Image point annotation entries »

^^^^

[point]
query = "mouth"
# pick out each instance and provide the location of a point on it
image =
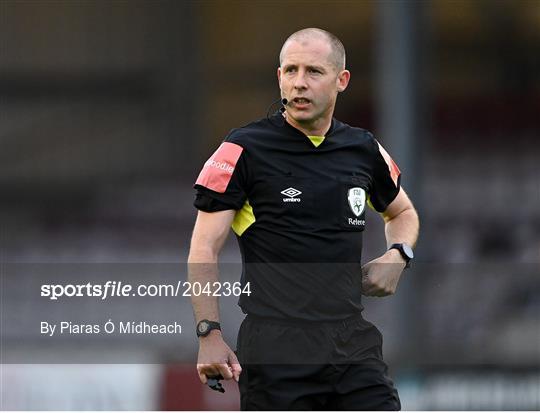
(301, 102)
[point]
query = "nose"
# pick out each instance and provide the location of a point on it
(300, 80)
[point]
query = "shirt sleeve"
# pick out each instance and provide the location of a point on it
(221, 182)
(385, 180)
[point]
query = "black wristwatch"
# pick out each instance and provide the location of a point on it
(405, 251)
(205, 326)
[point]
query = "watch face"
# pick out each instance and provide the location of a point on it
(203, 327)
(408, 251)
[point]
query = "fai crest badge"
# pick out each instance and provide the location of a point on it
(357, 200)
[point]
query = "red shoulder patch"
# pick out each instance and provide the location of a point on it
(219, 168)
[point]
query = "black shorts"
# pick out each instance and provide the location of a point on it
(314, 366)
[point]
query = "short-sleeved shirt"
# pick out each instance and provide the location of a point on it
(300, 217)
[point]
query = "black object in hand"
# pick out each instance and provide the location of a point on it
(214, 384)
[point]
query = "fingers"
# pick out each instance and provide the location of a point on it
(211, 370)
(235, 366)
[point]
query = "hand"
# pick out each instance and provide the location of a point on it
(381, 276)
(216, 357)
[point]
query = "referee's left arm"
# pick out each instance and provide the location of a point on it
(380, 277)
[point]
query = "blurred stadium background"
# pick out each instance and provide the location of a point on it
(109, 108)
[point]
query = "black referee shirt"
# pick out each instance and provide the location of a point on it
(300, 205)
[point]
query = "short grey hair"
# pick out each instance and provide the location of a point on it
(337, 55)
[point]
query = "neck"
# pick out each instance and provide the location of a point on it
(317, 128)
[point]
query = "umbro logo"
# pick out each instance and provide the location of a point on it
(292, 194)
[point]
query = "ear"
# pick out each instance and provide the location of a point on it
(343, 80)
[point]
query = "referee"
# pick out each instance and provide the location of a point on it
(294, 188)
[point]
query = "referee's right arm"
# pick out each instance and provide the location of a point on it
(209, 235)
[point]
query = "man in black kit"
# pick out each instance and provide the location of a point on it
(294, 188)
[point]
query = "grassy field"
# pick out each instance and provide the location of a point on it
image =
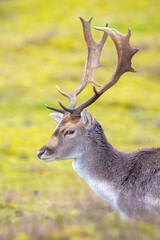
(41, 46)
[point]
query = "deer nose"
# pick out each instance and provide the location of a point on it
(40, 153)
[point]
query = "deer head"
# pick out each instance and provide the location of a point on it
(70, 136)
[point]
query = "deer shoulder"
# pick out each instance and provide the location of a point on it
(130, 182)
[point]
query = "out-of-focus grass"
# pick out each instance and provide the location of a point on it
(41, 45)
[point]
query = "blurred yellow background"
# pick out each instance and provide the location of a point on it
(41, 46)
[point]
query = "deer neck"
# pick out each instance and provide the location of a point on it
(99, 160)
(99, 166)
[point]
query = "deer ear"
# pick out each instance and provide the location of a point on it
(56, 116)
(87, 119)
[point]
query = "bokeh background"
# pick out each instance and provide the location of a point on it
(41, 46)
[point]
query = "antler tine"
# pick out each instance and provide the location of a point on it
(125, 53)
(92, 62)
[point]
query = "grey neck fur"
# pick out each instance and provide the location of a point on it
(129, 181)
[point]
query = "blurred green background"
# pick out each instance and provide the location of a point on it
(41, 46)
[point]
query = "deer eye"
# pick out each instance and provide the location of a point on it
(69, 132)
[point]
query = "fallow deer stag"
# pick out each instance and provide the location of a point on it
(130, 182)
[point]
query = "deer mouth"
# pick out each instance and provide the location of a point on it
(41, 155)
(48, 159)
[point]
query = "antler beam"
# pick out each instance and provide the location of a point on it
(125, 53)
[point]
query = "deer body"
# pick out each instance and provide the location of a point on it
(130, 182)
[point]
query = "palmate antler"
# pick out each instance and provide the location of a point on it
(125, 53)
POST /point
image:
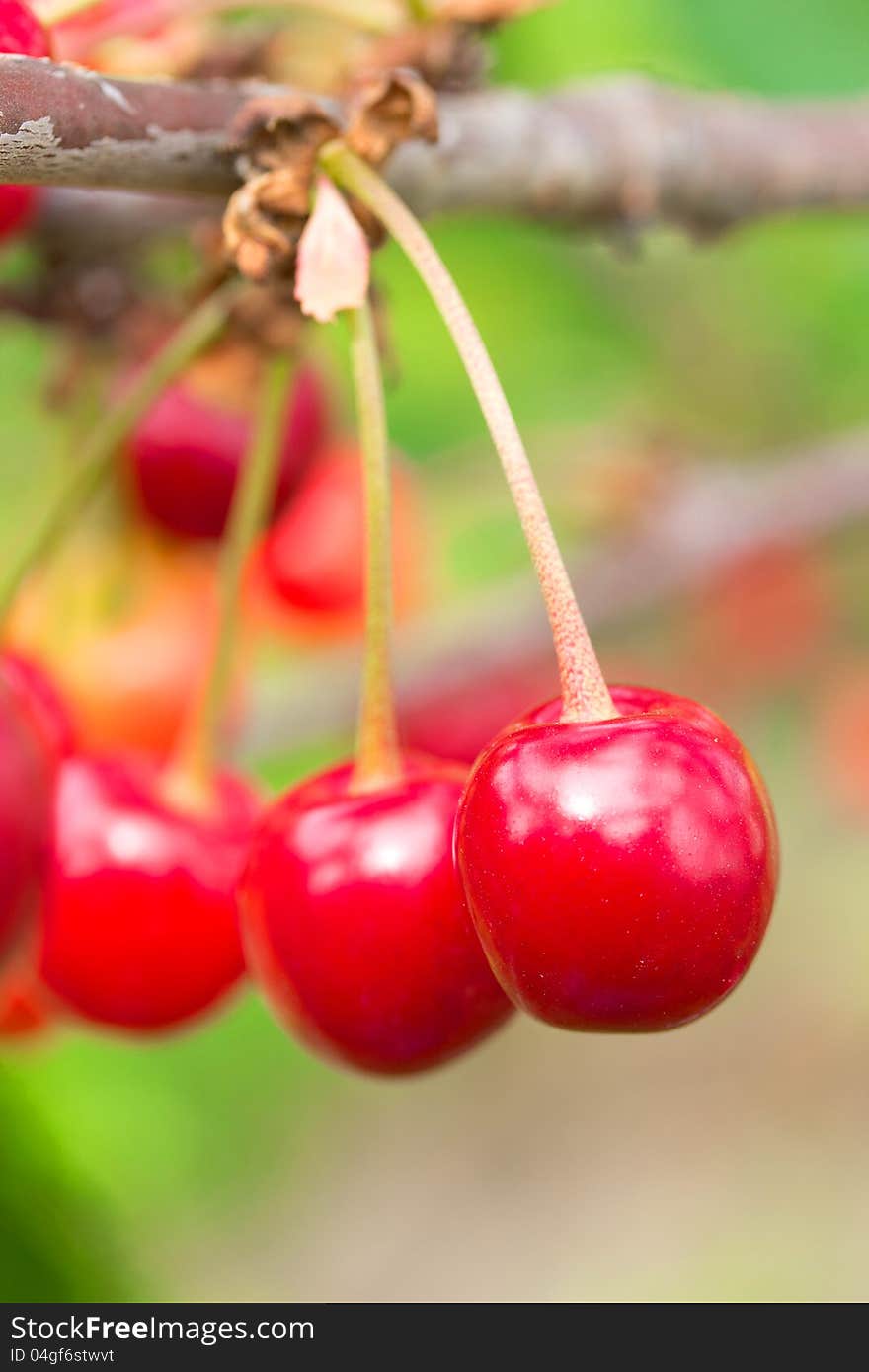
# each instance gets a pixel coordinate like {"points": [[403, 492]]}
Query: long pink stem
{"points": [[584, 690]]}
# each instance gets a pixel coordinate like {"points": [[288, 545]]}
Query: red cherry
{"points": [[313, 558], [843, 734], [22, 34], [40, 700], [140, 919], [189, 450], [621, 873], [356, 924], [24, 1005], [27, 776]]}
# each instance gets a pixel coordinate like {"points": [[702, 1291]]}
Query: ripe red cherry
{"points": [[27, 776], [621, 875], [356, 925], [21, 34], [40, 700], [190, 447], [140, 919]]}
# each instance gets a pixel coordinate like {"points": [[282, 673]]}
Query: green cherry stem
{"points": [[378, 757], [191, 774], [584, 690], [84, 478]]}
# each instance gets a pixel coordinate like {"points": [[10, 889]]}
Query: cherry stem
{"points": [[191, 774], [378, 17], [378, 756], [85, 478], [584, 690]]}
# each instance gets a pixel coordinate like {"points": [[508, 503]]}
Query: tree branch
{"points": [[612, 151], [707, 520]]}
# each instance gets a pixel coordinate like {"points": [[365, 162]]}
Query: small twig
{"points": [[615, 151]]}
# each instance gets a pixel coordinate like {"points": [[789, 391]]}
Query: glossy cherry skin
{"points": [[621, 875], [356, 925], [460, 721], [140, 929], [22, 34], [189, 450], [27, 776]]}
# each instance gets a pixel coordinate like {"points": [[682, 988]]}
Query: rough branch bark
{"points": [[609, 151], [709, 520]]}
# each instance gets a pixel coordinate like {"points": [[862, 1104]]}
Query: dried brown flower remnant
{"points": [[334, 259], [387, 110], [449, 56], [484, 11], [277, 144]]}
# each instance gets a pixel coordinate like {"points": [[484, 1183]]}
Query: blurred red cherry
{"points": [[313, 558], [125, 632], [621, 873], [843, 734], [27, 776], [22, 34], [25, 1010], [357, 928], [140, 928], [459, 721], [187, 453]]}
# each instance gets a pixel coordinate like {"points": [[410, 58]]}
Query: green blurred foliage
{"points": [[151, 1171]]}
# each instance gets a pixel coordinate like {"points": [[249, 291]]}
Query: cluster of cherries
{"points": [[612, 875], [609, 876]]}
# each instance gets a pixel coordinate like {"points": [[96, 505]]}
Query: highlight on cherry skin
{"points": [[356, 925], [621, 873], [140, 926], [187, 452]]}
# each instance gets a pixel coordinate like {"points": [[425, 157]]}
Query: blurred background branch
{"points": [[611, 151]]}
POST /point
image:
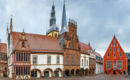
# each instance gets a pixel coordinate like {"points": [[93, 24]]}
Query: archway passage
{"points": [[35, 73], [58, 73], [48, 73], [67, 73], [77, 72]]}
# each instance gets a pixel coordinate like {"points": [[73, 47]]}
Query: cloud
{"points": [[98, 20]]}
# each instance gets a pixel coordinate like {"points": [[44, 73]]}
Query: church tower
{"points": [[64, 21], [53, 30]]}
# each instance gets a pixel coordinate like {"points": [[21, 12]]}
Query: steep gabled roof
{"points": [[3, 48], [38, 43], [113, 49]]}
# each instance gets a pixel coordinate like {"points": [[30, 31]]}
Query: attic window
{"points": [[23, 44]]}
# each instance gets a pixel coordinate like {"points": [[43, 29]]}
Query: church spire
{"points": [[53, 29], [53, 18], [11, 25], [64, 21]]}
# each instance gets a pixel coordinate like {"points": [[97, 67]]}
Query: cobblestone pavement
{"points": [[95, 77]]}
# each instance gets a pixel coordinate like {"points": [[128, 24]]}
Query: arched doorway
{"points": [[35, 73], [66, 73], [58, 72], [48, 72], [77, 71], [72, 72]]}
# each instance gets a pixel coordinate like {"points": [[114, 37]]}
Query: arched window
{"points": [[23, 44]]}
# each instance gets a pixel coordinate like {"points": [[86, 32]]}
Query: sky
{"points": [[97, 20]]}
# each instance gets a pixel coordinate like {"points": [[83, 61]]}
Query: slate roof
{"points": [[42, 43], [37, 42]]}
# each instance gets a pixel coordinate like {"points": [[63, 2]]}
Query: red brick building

^^^^

List each line in the items above that includes the word "roof". Uppercase and lowercase letters count as different.

Query: steep gabled roof
Query: slate roof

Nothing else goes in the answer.